__Quoted text__

# Can polyurethane be applied over laquer



## woody57

I must admit that even though I have many years experience in furniture and cabinet making that finishing is a weak point for me. I have been known to hire a professional to finish some of my projects.

I want to refinish some cabinets. I would like to lightly sand and apply a couple coats of poly with a brush. The current finish is laquer that was sprayed on. I won't be able to use a spray gun because of the location. The reason I chose poly is for the durability. If anyone has another suggestion, I'm open.

My concern is will it adhere properly to the laquer?


----------



## olddutchman

Always try to make changes on a piece not seen, or a scrap that has thr same finish over it. A lot depends on the finish before. If the paint was installed by a painter who used good guality paint, or came painted from the factory makes a big difference. Some of the laquers used todayby amatures are not a true laquer. I have had a laquer finish wrinkle when sprayed over. Laquer will normally take a another finish just fine. In order to get a good adhession, use a pre paint cleaner for laquer. It will soften the surface, and clean the finish for new coat of paint. Poly eurothane finishes are not very hot to finishes it's applied to. The prepaint cleaner will also give You clues to how Your old finisg will hold up. Try that in a non seen place also. Apply it over the old finish and then watch it for reactions . If it doesnt keep the old finish soft, and dries up in ablot 3 minutes, It will work ok. I hope this gives you a good heads up as to what can do wrong!


----------



## bilbaggins

Hi woody57-my sources tell me poly and lacquer repel / dont mix well!

I build guitars and you have to use one or the other. Either can be used with acrylics, water based finishes etc but not with each other.

If you find out different … please post it here!

rgds


----------



## miles125

My experience is that you can put anything on top of lacquer. But not so the other way around.


----------



## Carbide

Actually I have called Minwax with the same question. They said absolutely not. They said that Laquer is meant to soak into the wood and Poly is meant to sit on top of the wood. They told me that the two would not be compatible and would possibly not dry and cure right. I have run into finish compatabilities in the past and ended up stripping a freshly built set of walnut cabinets to start over. The problem actually emerged about a week after the finish had cured. Not a good idea to experiment on a finished project.


----------



## DMIHOMECENTER

Alkyd varnish over ordinary lacquer. Urethane will adhere, but not for the long haul. If you use catalyzed lacquer (pre-cat or post-cat), the durability is built-in and no need to put any protective coat over it.


----------

__Given request__
Reproduce word for word the part of the forum thread on putting polyurethane over lacquer between "Actually I have" and "coat over it.", inclusive.

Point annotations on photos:
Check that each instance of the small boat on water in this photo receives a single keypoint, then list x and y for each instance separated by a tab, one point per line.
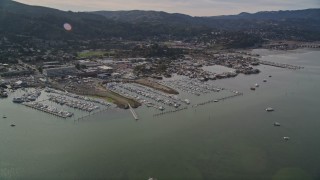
286	138
187	101
17	100
276	124
269	109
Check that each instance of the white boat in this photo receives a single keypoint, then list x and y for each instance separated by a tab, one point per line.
276	124
286	138
187	101
17	100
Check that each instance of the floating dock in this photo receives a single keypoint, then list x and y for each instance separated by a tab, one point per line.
280	65
135	116
46	110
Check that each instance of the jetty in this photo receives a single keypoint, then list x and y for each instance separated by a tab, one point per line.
49	110
135	116
280	65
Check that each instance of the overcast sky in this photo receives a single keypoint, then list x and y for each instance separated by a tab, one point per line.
191	7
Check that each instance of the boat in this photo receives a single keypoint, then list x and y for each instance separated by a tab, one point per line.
286	138
187	101
17	100
269	109
4	94
276	124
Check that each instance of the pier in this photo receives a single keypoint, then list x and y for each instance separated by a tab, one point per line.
56	113
280	65
135	116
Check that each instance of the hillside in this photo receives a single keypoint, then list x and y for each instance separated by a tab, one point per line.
47	23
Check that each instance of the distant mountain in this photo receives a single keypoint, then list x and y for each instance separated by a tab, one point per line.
47	23
242	21
276	15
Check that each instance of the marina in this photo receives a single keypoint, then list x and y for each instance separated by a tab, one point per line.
49	109
280	65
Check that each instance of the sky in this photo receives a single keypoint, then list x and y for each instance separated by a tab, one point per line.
190	7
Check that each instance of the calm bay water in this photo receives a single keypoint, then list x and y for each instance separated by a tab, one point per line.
233	139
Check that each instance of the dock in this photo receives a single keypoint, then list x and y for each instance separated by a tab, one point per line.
46	110
135	116
280	65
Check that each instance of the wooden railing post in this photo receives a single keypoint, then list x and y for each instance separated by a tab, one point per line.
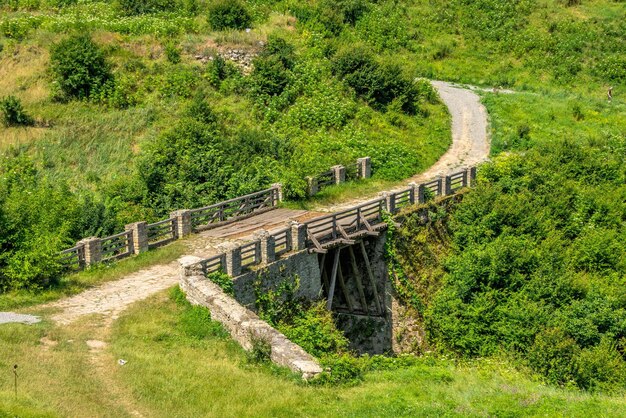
183	222
471	177
277	193
413	193
93	250
421	194
440	184
138	237
339	172
365	167
390	201
448	187
233	261
312	186
268	246
298	236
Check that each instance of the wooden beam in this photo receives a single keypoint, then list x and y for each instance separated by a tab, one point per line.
333	280
325	278
344	289
372	279
359	282
322	263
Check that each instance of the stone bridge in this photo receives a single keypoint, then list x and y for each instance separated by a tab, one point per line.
336	256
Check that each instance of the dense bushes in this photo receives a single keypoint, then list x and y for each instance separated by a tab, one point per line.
272	68
378	84
38	218
137	7
13	113
196	163
229	14
79	67
539	262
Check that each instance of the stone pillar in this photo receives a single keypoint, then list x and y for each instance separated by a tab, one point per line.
448	188
183	222
471	177
312	186
278	196
233	261
93	250
414	193
190	265
340	173
421	194
365	167
268	246
298	236
139	236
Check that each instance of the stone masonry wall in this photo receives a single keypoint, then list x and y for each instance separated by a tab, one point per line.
302	265
245	326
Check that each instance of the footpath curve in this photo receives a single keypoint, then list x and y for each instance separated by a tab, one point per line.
470	146
470	139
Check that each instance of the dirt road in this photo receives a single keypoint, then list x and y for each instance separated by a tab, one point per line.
470	145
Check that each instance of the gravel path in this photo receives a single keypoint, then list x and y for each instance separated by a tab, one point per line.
470	141
470	145
11	317
112	298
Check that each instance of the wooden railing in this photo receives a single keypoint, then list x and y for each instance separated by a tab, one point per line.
323	232
206	217
162	232
282	242
341	228
73	258
339	174
140	236
353	171
214	264
117	246
344	226
251	253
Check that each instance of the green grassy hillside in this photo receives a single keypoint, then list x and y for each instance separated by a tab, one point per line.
144	115
519	290
179	363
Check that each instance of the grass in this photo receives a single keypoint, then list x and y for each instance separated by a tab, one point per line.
521	120
76	283
179	363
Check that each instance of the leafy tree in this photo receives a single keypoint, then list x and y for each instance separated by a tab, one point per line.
79	67
13	113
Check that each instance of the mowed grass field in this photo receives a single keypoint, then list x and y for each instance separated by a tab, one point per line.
181	364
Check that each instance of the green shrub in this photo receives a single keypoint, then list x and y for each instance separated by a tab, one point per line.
137	7
180	81
229	14
13	113
379	85
79	67
172	54
601	367
314	330
269	77
553	355
224	281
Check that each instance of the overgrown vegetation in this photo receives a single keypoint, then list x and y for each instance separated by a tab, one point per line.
145	120
13	113
177	359
532	262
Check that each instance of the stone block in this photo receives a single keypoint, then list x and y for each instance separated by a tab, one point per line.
139	236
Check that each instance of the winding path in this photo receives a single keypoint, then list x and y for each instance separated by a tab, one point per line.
470	145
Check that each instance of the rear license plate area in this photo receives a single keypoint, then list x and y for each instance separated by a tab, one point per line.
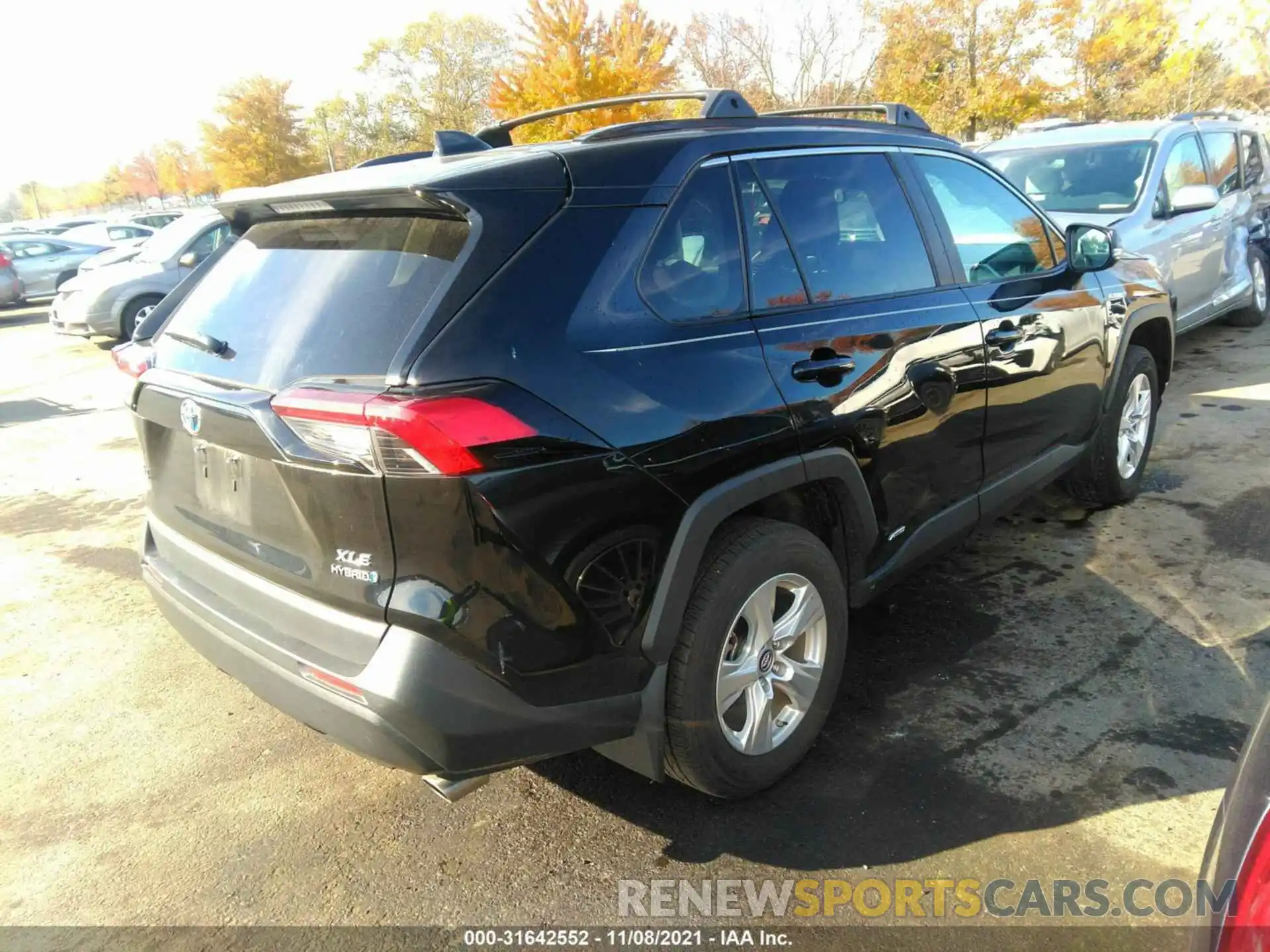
222	481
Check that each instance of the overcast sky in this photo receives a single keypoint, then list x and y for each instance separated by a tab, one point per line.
89	84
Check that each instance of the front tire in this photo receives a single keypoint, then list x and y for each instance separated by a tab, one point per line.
1259	307
759	659
1111	471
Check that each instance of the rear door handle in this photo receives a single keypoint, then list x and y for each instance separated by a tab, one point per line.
824	371
1003	335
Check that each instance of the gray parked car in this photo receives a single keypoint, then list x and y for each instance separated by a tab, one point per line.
112	300
1193	193
45	262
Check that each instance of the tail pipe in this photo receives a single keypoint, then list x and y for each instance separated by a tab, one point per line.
452	790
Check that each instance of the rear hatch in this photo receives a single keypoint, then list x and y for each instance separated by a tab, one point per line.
258	418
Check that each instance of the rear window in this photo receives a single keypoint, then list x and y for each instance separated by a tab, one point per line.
314	298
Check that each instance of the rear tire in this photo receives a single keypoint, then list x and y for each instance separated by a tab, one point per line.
1111	471
1259	307
132	313
755	568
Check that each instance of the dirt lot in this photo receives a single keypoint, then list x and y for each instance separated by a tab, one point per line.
1064	697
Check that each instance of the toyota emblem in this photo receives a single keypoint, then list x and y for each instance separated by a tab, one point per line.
190	416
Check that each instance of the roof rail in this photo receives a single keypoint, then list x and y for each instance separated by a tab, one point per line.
892	113
715	104
392	159
1210	114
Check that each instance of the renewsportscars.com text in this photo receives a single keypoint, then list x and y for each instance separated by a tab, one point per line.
920	899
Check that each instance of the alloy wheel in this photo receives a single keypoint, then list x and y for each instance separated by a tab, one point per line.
1134	427
771	664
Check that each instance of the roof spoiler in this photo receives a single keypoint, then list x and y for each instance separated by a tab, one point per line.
715	104
892	113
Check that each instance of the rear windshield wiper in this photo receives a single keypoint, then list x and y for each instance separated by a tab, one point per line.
204	342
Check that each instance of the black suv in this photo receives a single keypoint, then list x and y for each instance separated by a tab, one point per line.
505	452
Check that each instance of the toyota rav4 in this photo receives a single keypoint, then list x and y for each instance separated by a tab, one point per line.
505	452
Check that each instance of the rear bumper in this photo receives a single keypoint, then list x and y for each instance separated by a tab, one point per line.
427	709
66	317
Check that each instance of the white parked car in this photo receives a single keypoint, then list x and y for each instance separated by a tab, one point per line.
110	234
111	301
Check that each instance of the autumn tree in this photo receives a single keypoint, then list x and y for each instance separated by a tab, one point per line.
114	186
182	172
818	66
1115	50
143	177
967	66
349	131
568	58
259	139
435	77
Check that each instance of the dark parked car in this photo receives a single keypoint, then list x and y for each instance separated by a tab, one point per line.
11	286
1238	852
473	460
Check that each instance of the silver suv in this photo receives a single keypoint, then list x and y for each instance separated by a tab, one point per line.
1193	193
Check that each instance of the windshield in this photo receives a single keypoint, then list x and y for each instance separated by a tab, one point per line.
168	241
1100	178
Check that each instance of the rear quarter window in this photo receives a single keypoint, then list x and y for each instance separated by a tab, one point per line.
316	298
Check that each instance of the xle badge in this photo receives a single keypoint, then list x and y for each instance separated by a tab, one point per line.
351	564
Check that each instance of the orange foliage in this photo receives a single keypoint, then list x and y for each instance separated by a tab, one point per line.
570	58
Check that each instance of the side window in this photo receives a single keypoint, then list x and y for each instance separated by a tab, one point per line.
850	225
208	241
995	233
1254	163
1185	165
1223	159
694	266
1058	244
34	249
774	278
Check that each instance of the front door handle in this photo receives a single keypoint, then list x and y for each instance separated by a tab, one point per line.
827	370
1003	337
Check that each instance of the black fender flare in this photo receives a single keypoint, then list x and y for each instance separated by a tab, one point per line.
1154	311
709	510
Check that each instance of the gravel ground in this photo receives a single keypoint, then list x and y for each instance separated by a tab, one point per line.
1062	697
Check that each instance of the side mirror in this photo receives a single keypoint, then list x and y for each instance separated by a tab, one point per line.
1193	198
1090	248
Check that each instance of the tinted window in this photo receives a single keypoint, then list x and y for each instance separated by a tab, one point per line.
1254	163
1103	178
850	225
1223	160
694	266
316	298
995	233
774	278
1185	165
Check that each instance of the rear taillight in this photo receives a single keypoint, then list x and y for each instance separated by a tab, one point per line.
333	683
132	358
1248	920
399	436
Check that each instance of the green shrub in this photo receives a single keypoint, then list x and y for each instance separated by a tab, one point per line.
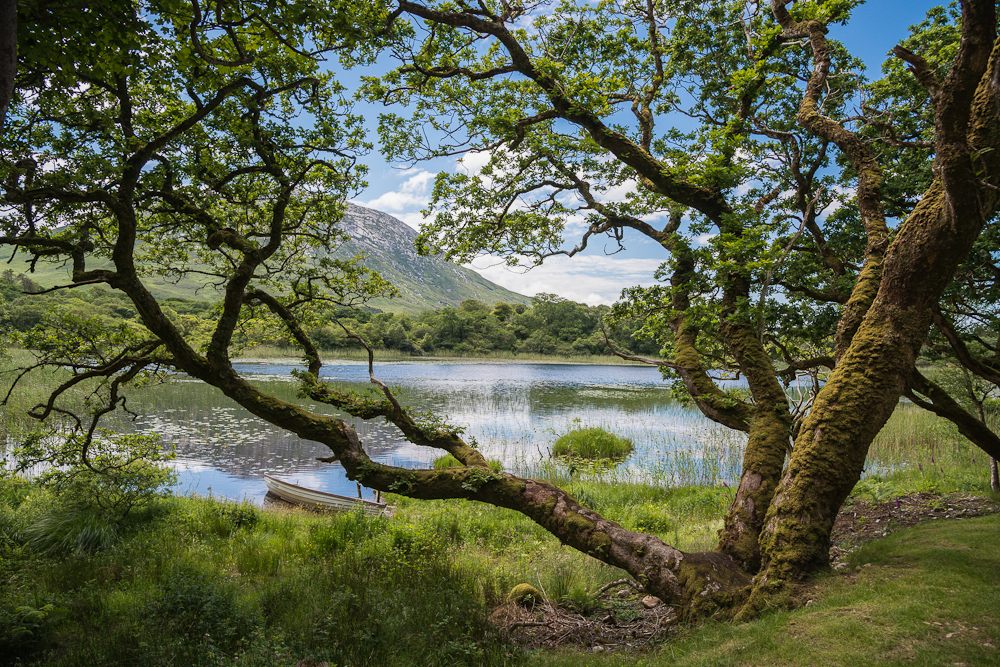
121	472
593	443
195	605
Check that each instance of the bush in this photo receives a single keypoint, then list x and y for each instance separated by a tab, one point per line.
593	443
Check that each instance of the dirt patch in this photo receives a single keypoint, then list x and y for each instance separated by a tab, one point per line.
620	618
861	521
624	618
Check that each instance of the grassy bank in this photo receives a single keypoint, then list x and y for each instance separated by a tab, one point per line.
924	596
195	581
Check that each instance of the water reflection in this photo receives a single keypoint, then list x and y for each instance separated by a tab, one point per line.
513	411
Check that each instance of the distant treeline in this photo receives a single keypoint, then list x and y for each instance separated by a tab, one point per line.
550	326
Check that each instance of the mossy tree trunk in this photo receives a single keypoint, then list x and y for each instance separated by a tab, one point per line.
864	389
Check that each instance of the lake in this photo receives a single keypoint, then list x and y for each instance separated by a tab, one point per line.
515	411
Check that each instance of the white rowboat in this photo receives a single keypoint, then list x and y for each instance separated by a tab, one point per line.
300	495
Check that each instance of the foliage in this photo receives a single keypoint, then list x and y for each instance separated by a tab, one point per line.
449	461
178	142
109	475
593	442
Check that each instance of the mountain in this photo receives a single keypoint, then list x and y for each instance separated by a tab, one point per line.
423	282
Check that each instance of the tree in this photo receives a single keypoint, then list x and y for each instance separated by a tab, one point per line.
178	145
572	108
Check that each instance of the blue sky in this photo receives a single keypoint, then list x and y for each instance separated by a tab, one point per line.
595	277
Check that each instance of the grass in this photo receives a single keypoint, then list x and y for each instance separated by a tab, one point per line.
592	443
449	461
352	354
929	597
196	581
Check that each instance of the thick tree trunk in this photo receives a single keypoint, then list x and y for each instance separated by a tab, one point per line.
866	385
770	431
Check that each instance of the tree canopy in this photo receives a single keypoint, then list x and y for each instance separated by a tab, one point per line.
837	213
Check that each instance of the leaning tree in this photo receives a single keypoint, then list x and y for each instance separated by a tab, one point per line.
205	139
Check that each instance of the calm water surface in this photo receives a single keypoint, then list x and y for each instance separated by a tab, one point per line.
515	411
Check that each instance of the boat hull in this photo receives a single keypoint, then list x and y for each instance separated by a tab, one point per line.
300	495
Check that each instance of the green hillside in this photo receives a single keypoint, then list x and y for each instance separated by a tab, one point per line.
424	283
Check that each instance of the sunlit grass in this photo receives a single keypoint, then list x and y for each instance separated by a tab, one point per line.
360	354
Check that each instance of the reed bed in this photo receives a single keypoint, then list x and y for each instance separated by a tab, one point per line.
360	354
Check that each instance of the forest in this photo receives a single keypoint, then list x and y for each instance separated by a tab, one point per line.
551	326
816	226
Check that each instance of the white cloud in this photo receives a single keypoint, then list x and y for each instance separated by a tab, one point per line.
593	280
414	192
473	163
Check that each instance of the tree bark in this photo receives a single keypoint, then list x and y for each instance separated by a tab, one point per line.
874	372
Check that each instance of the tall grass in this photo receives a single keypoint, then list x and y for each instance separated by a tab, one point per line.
350	353
202	582
917	450
593	442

__Task answer__
Actually I have called Minwax with the same question. They said absolutely not. They said that Laquer is meant to soak into the wood and Poly is meant to sit on top of the wood. They told me that the two would not be compatible and would possibly not dry and cure right. I have run into finish compatabilities in the past and ended up stripping a freshly built set of walnut cabinets to start over. The problem actually emerged about a week after the finish had cured. Not a good idea to experiment on a finished project.


----------



## DMIHOMECENTER

Alkyd varnish over ordinary lacquer. Urethane will adhere, but not for the long haul. If you use catalyzed lacquer (pre-cat or post-cat), the durability is built-in and no need to put any protective coat over it.